***** SUPPLIED DATA *****

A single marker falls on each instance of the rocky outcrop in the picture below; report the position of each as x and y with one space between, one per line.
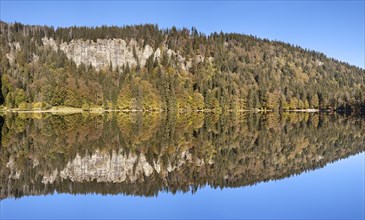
117 52
103 52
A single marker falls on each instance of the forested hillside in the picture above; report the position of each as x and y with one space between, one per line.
143 67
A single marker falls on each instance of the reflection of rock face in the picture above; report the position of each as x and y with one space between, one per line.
141 158
105 167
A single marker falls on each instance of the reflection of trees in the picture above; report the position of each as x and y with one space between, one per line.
142 154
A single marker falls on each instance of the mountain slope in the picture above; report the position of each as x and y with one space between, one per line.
144 67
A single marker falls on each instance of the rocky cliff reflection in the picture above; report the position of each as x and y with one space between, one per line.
143 154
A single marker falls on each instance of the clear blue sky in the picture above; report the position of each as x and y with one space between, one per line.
335 28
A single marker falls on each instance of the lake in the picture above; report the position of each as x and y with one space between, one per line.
158 165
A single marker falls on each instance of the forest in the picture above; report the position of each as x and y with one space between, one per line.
143 154
194 71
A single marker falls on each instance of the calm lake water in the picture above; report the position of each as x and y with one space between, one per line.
116 165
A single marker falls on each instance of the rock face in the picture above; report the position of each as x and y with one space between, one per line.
103 52
117 52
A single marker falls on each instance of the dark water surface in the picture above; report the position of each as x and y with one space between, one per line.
295 165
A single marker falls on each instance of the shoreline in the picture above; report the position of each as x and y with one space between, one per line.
71 110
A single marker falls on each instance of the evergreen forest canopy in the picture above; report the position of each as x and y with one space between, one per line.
145 153
184 70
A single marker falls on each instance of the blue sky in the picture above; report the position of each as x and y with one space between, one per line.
335 28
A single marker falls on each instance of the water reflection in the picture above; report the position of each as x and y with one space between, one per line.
143 154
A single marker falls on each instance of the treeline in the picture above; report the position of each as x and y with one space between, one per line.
227 72
42 153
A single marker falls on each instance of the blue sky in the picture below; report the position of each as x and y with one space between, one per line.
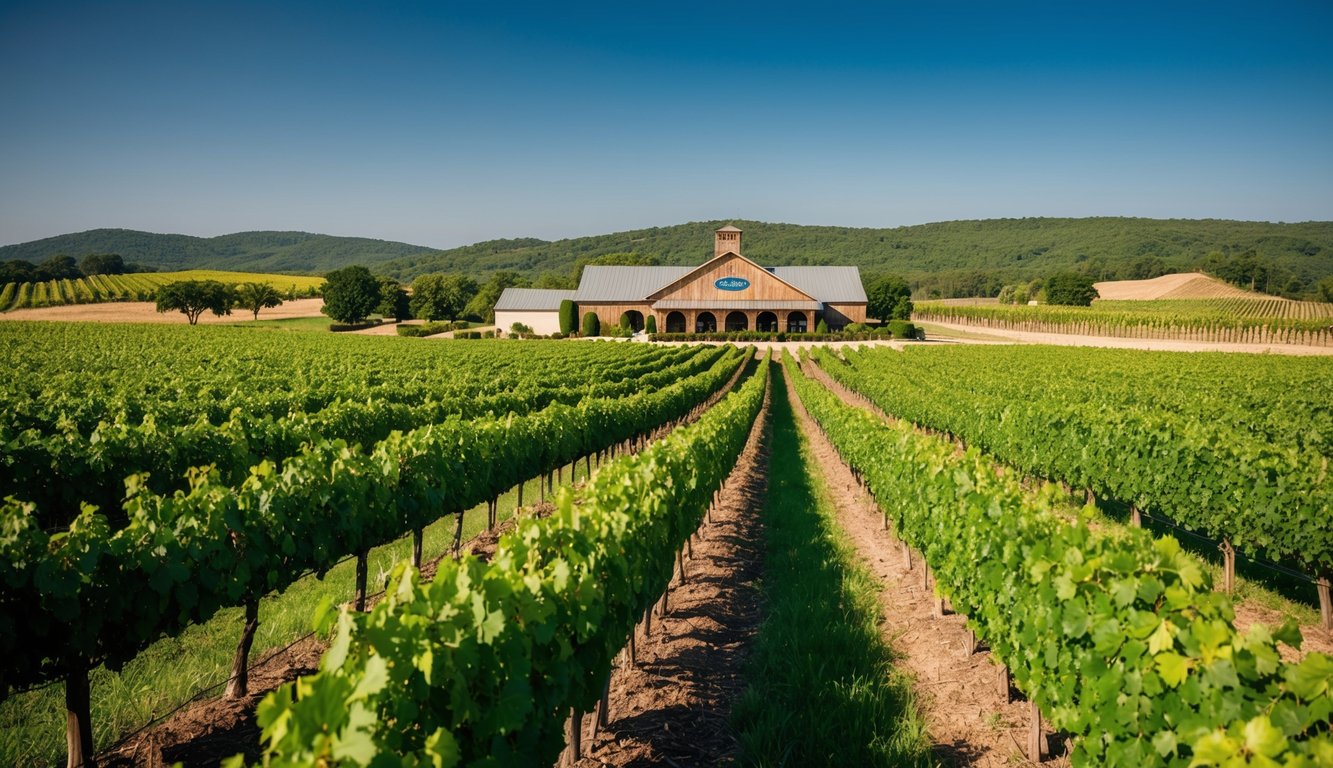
451 123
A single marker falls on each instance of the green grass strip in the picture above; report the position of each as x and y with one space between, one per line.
821 684
32 726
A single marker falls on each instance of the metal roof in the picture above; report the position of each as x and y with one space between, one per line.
531 299
836 284
603 283
735 304
827 284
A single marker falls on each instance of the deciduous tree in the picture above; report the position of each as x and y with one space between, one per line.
1069 290
393 300
255 296
888 298
192 298
441 296
351 294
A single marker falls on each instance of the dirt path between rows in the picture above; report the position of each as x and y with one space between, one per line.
1316 639
959 694
1127 343
208 730
147 312
673 706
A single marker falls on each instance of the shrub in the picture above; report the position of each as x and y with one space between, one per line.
425 328
568 316
344 327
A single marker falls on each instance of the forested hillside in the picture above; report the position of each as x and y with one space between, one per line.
943 259
289 252
949 258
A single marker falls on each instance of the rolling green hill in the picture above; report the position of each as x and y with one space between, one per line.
943 259
949 258
285 252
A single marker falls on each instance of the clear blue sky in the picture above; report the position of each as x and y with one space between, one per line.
449 123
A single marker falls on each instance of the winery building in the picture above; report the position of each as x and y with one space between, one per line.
728 292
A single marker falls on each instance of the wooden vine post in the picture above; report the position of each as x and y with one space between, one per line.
457 536
1035 751
1325 602
237 686
79 720
1228 566
575 736
361 567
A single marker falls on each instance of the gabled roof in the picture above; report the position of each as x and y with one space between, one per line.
611 284
601 283
835 284
531 299
708 264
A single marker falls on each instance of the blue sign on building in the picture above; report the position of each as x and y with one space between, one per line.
732 283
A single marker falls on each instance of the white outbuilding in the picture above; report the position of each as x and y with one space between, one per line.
535 308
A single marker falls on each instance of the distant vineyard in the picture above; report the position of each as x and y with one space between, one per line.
137 287
1232 319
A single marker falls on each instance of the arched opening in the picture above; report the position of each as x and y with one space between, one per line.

*****

[TASK PROMPT] Print the material above word for word, and keep the pictures out of it.

[RESPONSE TO THE EXERCISE]
A single marker falls on each instance of the rocky outcrop in the picture below; report the position of each as x and y with one space between, one per line.
117 52
103 52
A single marker falls on each instance of the forested hillside in the picture above; report the position of each as x and y with one space between, one per line.
143 67
A single marker falls on each instance of the reflection of rock face in the picture above; report the position of each as x and y with one space between, one per line.
141 158
105 167
A single marker falls on each instance of the reflection of trees in the picture above; report the position of each as x and y with one space between, one per line.
142 154
A single marker falls on each instance of the mountain slope in the picture above; report the position of each as x and y with one space between, one per line.
144 67
A single marker falls on each instance of the rocky cliff reflection in the picture above; report the position of each as x and y with one space between, one per line.
143 154
A single marker falls on each instance of the clear blue sky in the picture above; report the position of each as x and y with one space between, one per line.
335 28
A single marker falls on each instance of the lake in the picture above; report the position of each as x and y with one space between, one per line.
158 165
A single marker falls on each instance of the forest in the picture above; report the position of each as x and y with one space between, one per line.
143 154
194 71
A single marker falls on each instance of the calm lake water in the picture above; report the position of each as x and y with one space between, one per line.
116 165
A single marker falls on each instance of the rock face in the picture above; report the position of each as x and y with one space between, one per line.
103 52
117 52
A single marker falls on each instance of the dark water surface in the picture above; report the position of each as x and y with one space between, one per line.
295 165
A single marker falls on each instance of the shoreline in the picture above; report the position of each as x and y with one space between, one per line.
71 110
A single marker falls on each instance of the evergreen forest canopy in the picture above; report the position of each as x and y with one space between, one per line.
145 153
184 70
A single marker falls on each instance of the blue sky in the picture above; report the position of each as x and y with one space between, one per line.
335 28
A single marker falls on each instance of the water reflection in the picture above; report the position of each as x and y with one space between, one per line.
143 154
A single marker falls on each instance of the treeline in the picture above; report the position of each as x and y with one space between, one per line.
227 72
42 153
A single marker falls on each instance of the blue sky in the picture below; report the position of each as x and y with one space between, one per line.
451 123
A single marker falls on each instance of the green grass strip in the picture above; report the position of each as x and y with one space between, one per line.
821 684
32 726
A single marker falls on each instance of the metal roof in the picture above; report the position of each as x and y with one space between, one per line.
531 299
836 284
603 283
735 304
827 284
A single marker falls on each instance of the deciduous tree in the picture above; report the position of each as x and y with one space between, one per line.
1069 290
393 300
255 296
888 298
192 298
441 296
351 294
A single marker falls on each instance of the dirt path between rows in the picture above; report the position of each as x and y with one space between, one per line.
1316 639
959 694
1127 343
208 730
147 312
673 706
A single marker falls on each instance of the shrub in the picture above; report the position of each as x and y with one space between, one per line.
425 328
568 316
344 327
A single marker falls on each instance of the forested hillside in the picture above; report the position of each as x and y with one space between, one per line.
943 259
289 252
949 258
A single marker falls on each instance of the rolling green hill in the picture above; report the position of each as x and y with one space between, one per line.
943 259
949 258
285 252
A single marker falls on each instance of the clear blue sky in the picture above; report the position of each as x and y with one space between, one per line.
449 123
A single marker falls on each instance of the winery building in the picture above; report the position of each as x and y with one space between, one per line.
728 292
A single marker falls on each instance of the wooden vine post in the picture above; report the position of each as x and y with one space between, one per line.
457 536
1035 751
1325 602
237 686
79 720
1228 566
575 736
361 567
A single marker falls on each instance of the gabled roof in the picture above; report the position of each as x and y with one space between, one per line.
611 284
601 283
835 284
531 299
708 264
A single marker falls on each instance of the blue sign on building in the picture above; report the position of each as x and y with one space between, one per line.
732 283
A single marker falls on each instance of the white outbuilding in the picture above; report the position of each as x and y with one space between, one per line.
535 308
A single marker falls on each instance of the distant vineyard in the picture above; report the position of each as x and y with one space between, one per line.
137 287
1232 319
A single marker falls on each instance of the arched opening in the picture above; report the position of each as x and y with one space between, one per line.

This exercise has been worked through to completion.